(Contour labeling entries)
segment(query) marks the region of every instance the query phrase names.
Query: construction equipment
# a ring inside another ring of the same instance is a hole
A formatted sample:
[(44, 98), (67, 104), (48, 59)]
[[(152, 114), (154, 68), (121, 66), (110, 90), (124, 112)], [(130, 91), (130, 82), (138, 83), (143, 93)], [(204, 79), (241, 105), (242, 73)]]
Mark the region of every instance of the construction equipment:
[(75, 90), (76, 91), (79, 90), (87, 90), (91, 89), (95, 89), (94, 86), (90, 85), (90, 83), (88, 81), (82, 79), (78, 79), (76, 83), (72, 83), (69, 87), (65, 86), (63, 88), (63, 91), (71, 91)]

» Stated exercise
Copy these lines out again word for word, from the first one to the last.

» Exercise solution
segment(query) marks the region of every instance the query phrase names.
Query: construction equipment
# a ring inside another ring of the same instance is a hole
A formatted sample:
[(44, 98), (67, 104), (48, 59)]
[[(152, 114), (154, 68), (121, 66), (110, 90), (124, 112)], [(130, 91), (130, 82), (138, 83), (143, 93)], [(204, 79), (241, 105), (242, 73)]]
Mark the region of every instance of the construction equipment:
[(75, 90), (76, 91), (79, 90), (87, 90), (91, 89), (95, 89), (94, 86), (90, 85), (90, 83), (88, 81), (82, 79), (78, 79), (76, 83), (72, 83), (69, 87), (65, 86), (63, 88), (63, 91), (71, 91)]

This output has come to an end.